EXTRACTED DATA =
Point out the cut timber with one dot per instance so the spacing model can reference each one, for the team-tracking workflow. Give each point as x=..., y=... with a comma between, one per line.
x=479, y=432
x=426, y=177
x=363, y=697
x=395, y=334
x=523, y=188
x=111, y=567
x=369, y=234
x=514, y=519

REQUIRED TASK =
Rewrite the material with "timber" swapped for "logs", leaving everything else untouched.

ANSWER TO THE TASK =
Point out the cut logs with one dot per instance so the spacing model can reference each one, for the team-tracking workflow. Give each point as x=..., y=... with a comma between, one per line.
x=479, y=432
x=426, y=177
x=363, y=697
x=395, y=334
x=523, y=188
x=111, y=567
x=369, y=234
x=514, y=519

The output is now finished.